* Start *
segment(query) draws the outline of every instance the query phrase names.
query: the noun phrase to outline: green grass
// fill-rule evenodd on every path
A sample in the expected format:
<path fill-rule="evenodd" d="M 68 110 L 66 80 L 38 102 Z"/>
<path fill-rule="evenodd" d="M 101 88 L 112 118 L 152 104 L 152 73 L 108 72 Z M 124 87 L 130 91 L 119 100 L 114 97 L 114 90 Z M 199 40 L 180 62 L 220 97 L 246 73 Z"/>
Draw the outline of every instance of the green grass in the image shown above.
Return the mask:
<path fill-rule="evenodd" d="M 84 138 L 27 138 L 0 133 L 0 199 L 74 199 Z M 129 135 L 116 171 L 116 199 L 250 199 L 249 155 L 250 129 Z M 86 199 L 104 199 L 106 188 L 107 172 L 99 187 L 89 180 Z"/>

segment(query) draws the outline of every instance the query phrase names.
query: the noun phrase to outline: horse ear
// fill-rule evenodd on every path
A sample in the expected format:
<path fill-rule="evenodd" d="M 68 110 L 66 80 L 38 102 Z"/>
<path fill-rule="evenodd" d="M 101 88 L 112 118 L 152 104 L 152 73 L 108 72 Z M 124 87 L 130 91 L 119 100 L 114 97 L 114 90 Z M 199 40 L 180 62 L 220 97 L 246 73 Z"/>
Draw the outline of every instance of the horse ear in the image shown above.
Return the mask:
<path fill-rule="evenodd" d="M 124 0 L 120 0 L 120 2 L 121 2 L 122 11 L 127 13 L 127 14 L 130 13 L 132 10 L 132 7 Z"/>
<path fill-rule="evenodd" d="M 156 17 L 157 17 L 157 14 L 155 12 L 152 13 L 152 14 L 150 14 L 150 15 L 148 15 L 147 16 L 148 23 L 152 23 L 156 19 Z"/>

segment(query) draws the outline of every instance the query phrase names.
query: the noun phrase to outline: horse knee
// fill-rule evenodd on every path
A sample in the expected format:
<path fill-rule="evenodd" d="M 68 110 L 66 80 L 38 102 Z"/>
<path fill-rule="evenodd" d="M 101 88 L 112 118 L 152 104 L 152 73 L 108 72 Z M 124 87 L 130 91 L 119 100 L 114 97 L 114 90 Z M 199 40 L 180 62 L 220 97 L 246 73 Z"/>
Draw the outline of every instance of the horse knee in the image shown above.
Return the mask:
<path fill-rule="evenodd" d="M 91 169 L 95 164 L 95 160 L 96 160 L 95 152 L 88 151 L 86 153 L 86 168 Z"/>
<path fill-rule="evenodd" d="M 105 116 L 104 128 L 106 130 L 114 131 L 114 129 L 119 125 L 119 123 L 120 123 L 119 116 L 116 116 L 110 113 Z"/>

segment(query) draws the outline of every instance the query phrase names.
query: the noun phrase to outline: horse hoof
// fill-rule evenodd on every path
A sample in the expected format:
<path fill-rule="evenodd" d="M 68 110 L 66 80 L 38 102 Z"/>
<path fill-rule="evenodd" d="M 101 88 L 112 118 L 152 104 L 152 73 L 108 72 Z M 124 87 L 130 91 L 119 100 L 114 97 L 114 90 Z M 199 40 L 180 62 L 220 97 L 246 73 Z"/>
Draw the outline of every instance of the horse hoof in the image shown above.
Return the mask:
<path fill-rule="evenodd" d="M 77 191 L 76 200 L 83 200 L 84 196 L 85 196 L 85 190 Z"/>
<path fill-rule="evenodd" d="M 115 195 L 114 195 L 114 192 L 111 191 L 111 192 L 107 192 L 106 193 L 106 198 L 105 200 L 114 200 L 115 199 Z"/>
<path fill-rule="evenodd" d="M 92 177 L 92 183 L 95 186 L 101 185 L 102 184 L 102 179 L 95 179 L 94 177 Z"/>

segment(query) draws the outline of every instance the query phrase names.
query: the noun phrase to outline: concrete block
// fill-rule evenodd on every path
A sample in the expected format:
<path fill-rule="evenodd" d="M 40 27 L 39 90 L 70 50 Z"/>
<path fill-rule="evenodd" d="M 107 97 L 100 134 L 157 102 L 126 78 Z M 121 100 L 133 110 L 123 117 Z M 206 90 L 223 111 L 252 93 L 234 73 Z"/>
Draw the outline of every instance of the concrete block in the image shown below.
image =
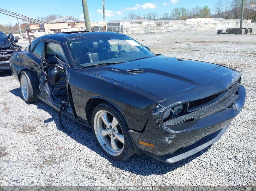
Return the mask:
<path fill-rule="evenodd" d="M 243 29 L 228 29 L 227 32 L 228 34 L 244 34 L 245 30 Z"/>
<path fill-rule="evenodd" d="M 218 30 L 217 32 L 217 34 L 221 34 L 222 33 L 222 30 Z"/>
<path fill-rule="evenodd" d="M 244 34 L 250 34 L 251 33 L 251 29 L 244 29 Z"/>

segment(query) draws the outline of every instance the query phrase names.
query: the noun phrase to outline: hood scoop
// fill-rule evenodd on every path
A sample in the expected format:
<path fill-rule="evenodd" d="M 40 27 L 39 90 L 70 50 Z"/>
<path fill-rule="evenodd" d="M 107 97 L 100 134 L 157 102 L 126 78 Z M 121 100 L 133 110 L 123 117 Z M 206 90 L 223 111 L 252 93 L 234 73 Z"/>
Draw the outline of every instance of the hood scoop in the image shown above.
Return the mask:
<path fill-rule="evenodd" d="M 133 70 L 129 70 L 127 71 L 129 73 L 131 74 L 140 74 L 143 72 L 142 69 L 134 69 Z"/>

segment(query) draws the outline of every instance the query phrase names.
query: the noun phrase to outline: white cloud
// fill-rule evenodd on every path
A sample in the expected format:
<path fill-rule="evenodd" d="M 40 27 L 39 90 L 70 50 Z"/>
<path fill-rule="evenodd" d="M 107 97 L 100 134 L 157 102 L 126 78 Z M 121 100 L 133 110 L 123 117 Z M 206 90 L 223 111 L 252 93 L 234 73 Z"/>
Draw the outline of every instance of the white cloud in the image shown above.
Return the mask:
<path fill-rule="evenodd" d="M 142 8 L 144 9 L 146 9 L 147 8 L 154 9 L 155 8 L 156 8 L 156 7 L 157 6 L 156 5 L 153 4 L 153 3 L 143 3 L 143 5 L 141 5 L 141 7 L 142 7 Z"/>
<path fill-rule="evenodd" d="M 141 5 L 138 3 L 136 3 L 135 6 L 135 7 L 126 7 L 126 9 L 127 10 L 137 10 L 138 8 L 140 8 L 141 7 Z"/>
<path fill-rule="evenodd" d="M 116 13 L 117 14 L 119 14 L 119 15 L 121 15 L 122 14 L 122 12 L 121 11 L 115 11 L 115 13 Z"/>
<path fill-rule="evenodd" d="M 170 0 L 171 2 L 173 4 L 175 4 L 176 3 L 178 2 L 178 0 Z"/>
<path fill-rule="evenodd" d="M 103 14 L 103 10 L 101 9 L 97 9 L 96 11 L 101 14 Z M 107 17 L 115 16 L 115 13 L 112 11 L 110 10 L 105 10 L 105 15 Z"/>
<path fill-rule="evenodd" d="M 126 9 L 127 10 L 137 10 L 138 9 L 138 8 L 137 7 L 126 7 Z"/>

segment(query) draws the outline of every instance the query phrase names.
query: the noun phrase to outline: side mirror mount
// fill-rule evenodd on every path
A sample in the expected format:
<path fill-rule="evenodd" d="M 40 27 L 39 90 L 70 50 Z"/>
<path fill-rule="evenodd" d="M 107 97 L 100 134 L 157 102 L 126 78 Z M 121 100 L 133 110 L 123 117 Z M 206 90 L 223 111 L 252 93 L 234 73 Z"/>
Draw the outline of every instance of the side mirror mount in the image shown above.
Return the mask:
<path fill-rule="evenodd" d="M 148 50 L 150 50 L 150 49 L 149 48 L 149 47 L 148 46 L 145 46 L 145 47 Z"/>
<path fill-rule="evenodd" d="M 57 68 L 54 67 L 51 72 L 50 78 L 51 79 L 56 83 L 61 79 L 61 72 L 58 70 Z"/>
<path fill-rule="evenodd" d="M 52 66 L 58 63 L 58 61 L 56 59 L 55 55 L 50 55 L 48 56 L 46 62 L 46 65 Z"/>
<path fill-rule="evenodd" d="M 15 39 L 15 37 L 12 33 L 10 33 L 9 34 L 9 35 L 7 37 L 7 38 L 8 38 L 9 40 L 11 42 L 12 42 Z"/>

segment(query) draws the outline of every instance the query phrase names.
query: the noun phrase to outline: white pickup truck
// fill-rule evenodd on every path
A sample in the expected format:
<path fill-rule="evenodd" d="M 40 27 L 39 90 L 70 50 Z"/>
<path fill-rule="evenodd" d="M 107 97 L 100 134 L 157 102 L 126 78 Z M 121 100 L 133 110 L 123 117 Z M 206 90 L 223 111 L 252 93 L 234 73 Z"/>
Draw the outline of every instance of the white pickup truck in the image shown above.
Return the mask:
<path fill-rule="evenodd" d="M 45 33 L 44 30 L 33 30 L 31 32 L 32 32 L 31 33 L 29 32 L 29 36 L 30 37 L 30 40 L 33 40 L 36 38 L 39 37 L 45 34 Z M 23 38 L 28 39 L 28 35 L 27 33 L 22 33 L 22 36 Z"/>

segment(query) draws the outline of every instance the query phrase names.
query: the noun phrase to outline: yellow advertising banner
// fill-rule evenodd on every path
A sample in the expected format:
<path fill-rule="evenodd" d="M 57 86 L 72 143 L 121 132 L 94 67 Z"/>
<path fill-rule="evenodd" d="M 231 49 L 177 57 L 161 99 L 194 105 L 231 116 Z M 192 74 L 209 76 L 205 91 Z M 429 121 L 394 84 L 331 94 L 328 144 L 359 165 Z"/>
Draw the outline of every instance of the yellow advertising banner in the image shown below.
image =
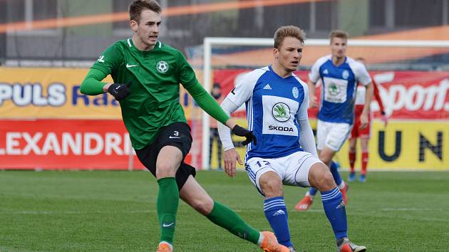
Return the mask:
<path fill-rule="evenodd" d="M 242 119 L 237 122 L 246 123 Z M 316 129 L 316 121 L 311 121 Z M 233 136 L 234 142 L 242 141 Z M 361 166 L 360 143 L 357 143 L 356 171 Z M 334 160 L 343 169 L 349 169 L 348 142 L 336 153 Z M 237 148 L 242 158 L 244 147 Z M 218 167 L 217 146 L 212 147 L 211 167 Z M 239 166 L 239 169 L 243 169 Z M 368 170 L 449 170 L 449 122 L 390 120 L 386 127 L 375 120 L 369 142 Z"/>
<path fill-rule="evenodd" d="M 88 69 L 0 68 L 0 119 L 121 119 L 107 93 L 80 93 Z M 105 82 L 112 82 L 108 76 Z M 180 103 L 190 118 L 192 98 L 182 88 Z"/>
* End *
● **TASK GOAL**: Reproduce the material from its start through the line containing "105 116 L 104", with both ends included. Substitute "occurrence" for every "instance" and keep everything else unchanged.

● **TASK SOLUTION**:
segment(query) draws the outline of every occurrence the query phrase names.
query: the noun phrase to outline: green grass
// fill-rule evenodd on every path
A sample in the expected format:
<path fill-rule="evenodd" d="M 68 110 L 66 80 L 38 102 Z"/>
<path fill-rule="evenodd" d="M 101 88 L 112 118 L 152 104 L 152 73 L 108 72 Z M 124 87 L 130 91 L 119 100 L 114 97 L 114 90 Z M 199 40 L 180 62 L 220 97 L 246 73 Z"/>
Draw the outline of every occurrence of the green grass in the image shown above.
Return the mask:
<path fill-rule="evenodd" d="M 84 138 L 27 138 L 0 133 L 0 199 L 74 199 Z M 129 135 L 116 171 L 116 199 L 250 199 L 249 155 L 250 129 Z M 86 199 L 104 199 L 106 188 L 107 172 L 99 187 L 89 180 Z"/>

segment(query) draws the outline of every occurrence the query phrase names.
query: the noun phrase to outline: horse ear
// fill-rule evenodd on every path
A sample in the expected format:
<path fill-rule="evenodd" d="M 68 110 L 66 80 L 38 102 Z"/>
<path fill-rule="evenodd" d="M 101 88 L 112 118 L 152 104 L 152 73 L 108 72 Z M 124 87 L 130 91 L 119 100 L 114 97 L 114 90 Z M 199 40 L 180 62 L 220 97 L 246 73 Z"/>
Draw the outline of every occurrence of the horse ear in the image shown above.
Return the mask:
<path fill-rule="evenodd" d="M 124 0 L 120 0 L 120 2 L 121 2 L 122 11 L 127 13 L 127 14 L 130 13 L 132 10 L 132 7 Z"/>
<path fill-rule="evenodd" d="M 156 17 L 157 17 L 157 14 L 155 12 L 152 13 L 152 14 L 150 14 L 150 15 L 148 15 L 147 16 L 148 23 L 152 23 L 156 19 Z"/>

segment(query) draws the outline of every occurrence the query phrase names.
query: the noun phrase to outline: horse knee
// fill-rule evenodd on every path
A sample in the expected format:
<path fill-rule="evenodd" d="M 68 110 L 66 80 L 38 102 Z"/>
<path fill-rule="evenodd" d="M 101 88 L 112 118 L 152 104 L 152 73 L 108 72 Z M 124 87 L 130 91 L 119 100 L 114 97 L 114 90 Z M 199 40 L 180 62 L 220 97 L 246 73 Z"/>
Draw the outline of every occurrence of the horse knee in the image shown above.
Return the mask:
<path fill-rule="evenodd" d="M 91 169 L 95 164 L 95 160 L 96 160 L 95 152 L 88 151 L 86 153 L 86 168 Z"/>
<path fill-rule="evenodd" d="M 105 116 L 104 128 L 106 130 L 114 131 L 114 129 L 119 125 L 119 123 L 120 123 L 119 116 L 116 116 L 110 113 Z"/>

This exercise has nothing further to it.